Que prévoit la loi pour limiter les emballages ?
La loi permet ou facilite de petits gestes qui nous concernent tous pour ainsi dire au quotidien : le développement de la vente en vrac, la fourniture de contenants réutilisables et la possibilité d'apporter ses propres récipients en grande surface, la baisse du prix de vente des boissons à emporter lorsque le consommateur présente un récipient réemployable. Des objectifs de réduction des emballages, devront figurer dans le cahier des charges des éco-organismes dont le non-respect sera sanctionné. Enfin, les consommateurs pourront signaler aux éco-organismes des produits comportant un emballage qu’ils jugent excessif.
Quelle place la loi fait-elle au consommateur ?
La loi contient plusieurs dispositions visant à améliorer l’information du consommateur : la création en 2021 d’un indice de réparabilité pour les équipements électriques et électroniques qui sera complété ou remplacé en 2024 par un « indice de durabilité » incluant les critères de la fiabilité et la robustesse du produit ; le droit d’être informé sur la disponibilité de pièces détachées ainsi que sur les mises à jour des logiciels et leurs modalités d’installation. La loi contient également les linéaments d’une information sur la présence de perturbateurs endocriniens dans certains produits.
Que pensez-vous du calendrier de mise en œuvre des dispositions relatives au plastique ?
La mise en œuvre des interdictions de mise à disposition de produits en plastique à usage unique est assez rapide : 2020 pour les gobelets, verres, assiettes jetables, 2021, pour les pailles, couverts, couvercles à verre, touillettes, piques à steak et autres confettis…
On aurait sans doute pu accélérer l’interdiction de la délivrance de jouets en plastique avec les menus destinés aux enfants (2022) et le bannissement des récipients de cuisson, de réchauffe et de service dans les maternités, services pédiatriques et cantines scolaires (2025), sachant que le plastique chauffé ou contenant des aliments chauds peut libérer des perturbateurs endocriniens.

◆ ◆ ◆

* Exercices:
(a) Répondez aux questions suivantes sur l'extrait consacré à la loi et aux emballages.
(i) À qui les consommateurs pourront-ils signaler un produit dont ils jugent l'emballage excessif ?
(ii) En quelle année un « indice de durabilité » doit-il compléter ou remplacer l'indice de réparabilité ?
(iii) Quels produits en plastique à usage unique sont visés par l'interdiction de 2020 ?
(b) Rédigez la suite de l'extrait consacré à la loi et aux emballages, à partir de sa dernière phrase.

* Données fournies:
◆ ◆ ◆

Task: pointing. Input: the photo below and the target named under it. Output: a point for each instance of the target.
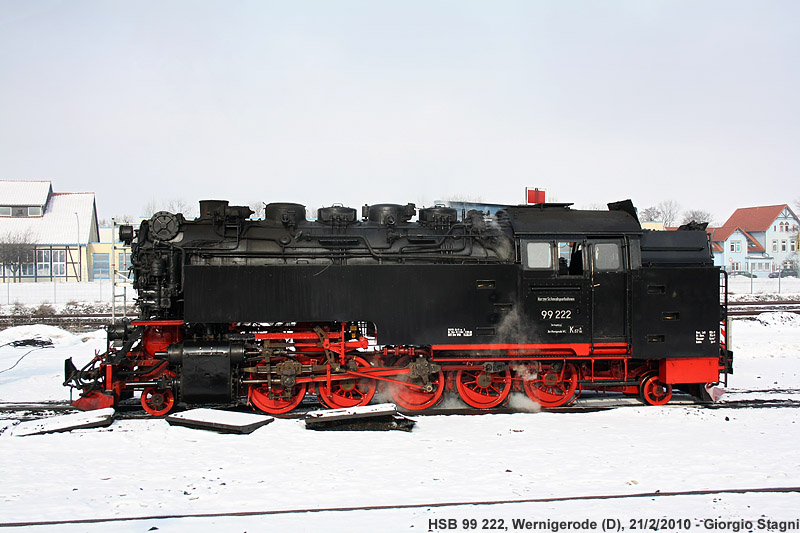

◆ ◆ ◆

* Réponses attendues:
(a)
(i) Aux éco-organismes.
(ii) En 2024.
(iii) Les gobelets, les verres et les assiettes jetables.

(b)
Mais c’est surtout pour les objectifs phare de la loi, à savoir :
- l'objectif de 100 % de plastique recyclé (encore faut-il préciser qu’il ne s’agit que de « tendre vers ») ;
- réduire de 50 % le nombre de bouteilles en plastique pour boisson à usage unique mises sur le marché ;
- bannir les emballages en plastique à usage unique
que les horizons retenus (respectivement 2025, 2030 et 2040) sont trop lointains, compte tenu de l’acuité de la problématique, sanitaire et environnementale, du plastique dans l’environnement.
Le questionnaire de Désiré Dalloz
Quel est votre meilleur souvenir d’étudiante ?
Mes premiers cours de droit (interne et international) de la protection de la nature, notamment en raison de la forte impression que leurs auteurs, passionnés et militants, m’ont faite.
Quels sont votre héros et votre héroïne de fiction préférés ?
En adoptant une interprétation large de la question, je dirais Marianne, figure allégorique de la République et incarnation de la défense des valeurs républicaines de liberté, d’égalité et de fraternité.
Quel est votre droit de l’homme préféré ?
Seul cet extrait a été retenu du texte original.